'''

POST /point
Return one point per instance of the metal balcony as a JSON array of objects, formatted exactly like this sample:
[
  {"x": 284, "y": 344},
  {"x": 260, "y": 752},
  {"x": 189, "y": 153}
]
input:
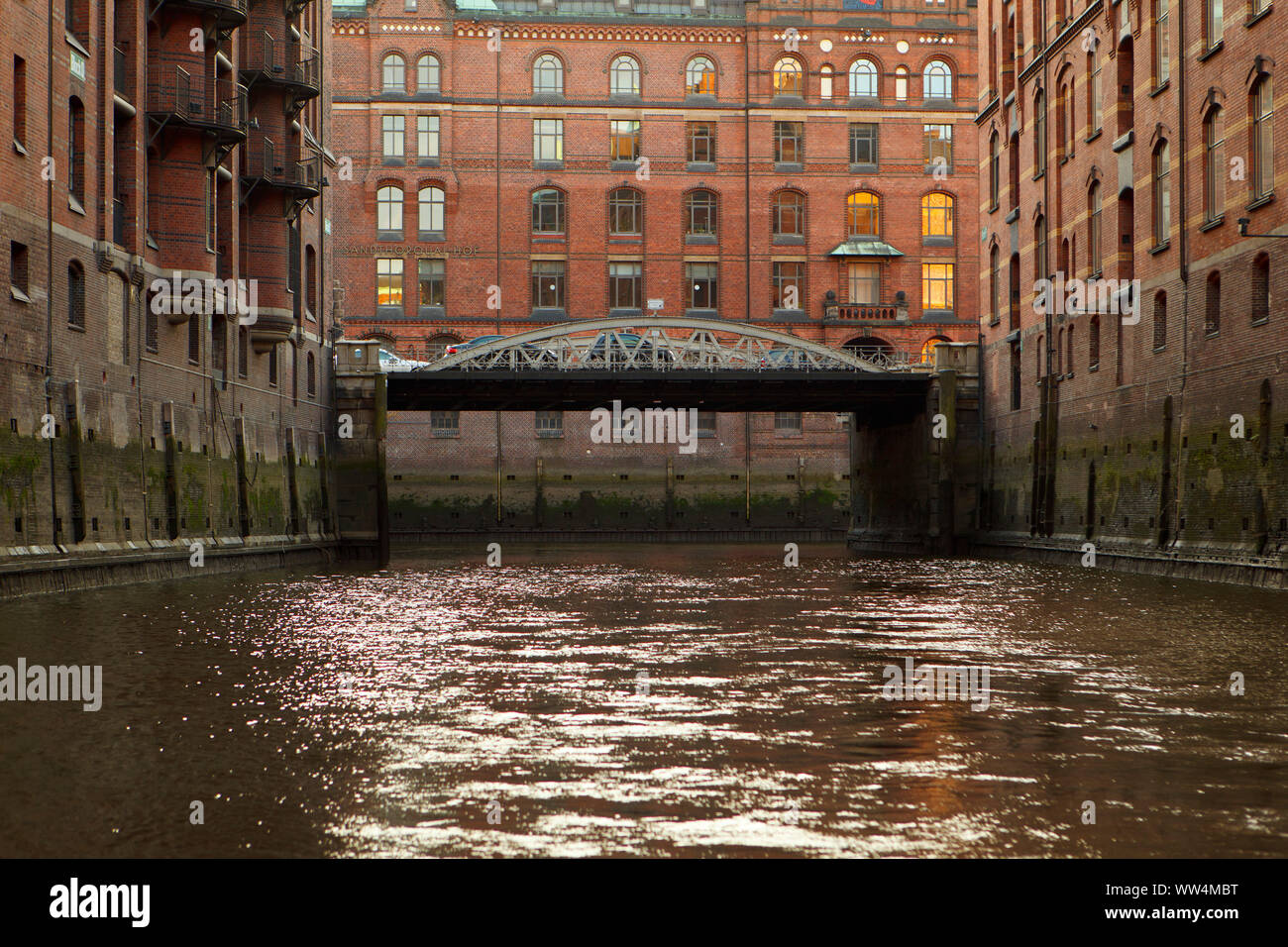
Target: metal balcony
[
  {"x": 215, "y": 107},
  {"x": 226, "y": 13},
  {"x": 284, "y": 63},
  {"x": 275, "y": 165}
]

'''

### [Work order]
Each record above should come back exactly the same, only without its pictures.

### [Answer for this exercise]
POST /point
Return one point per instance of the metal balcony as a JSON array of objects, formatted exactly like this sample:
[
  {"x": 284, "y": 344},
  {"x": 260, "y": 752},
  {"x": 189, "y": 153}
]
input:
Target: metal balcony
[
  {"x": 215, "y": 107},
  {"x": 226, "y": 13},
  {"x": 284, "y": 63},
  {"x": 275, "y": 165}
]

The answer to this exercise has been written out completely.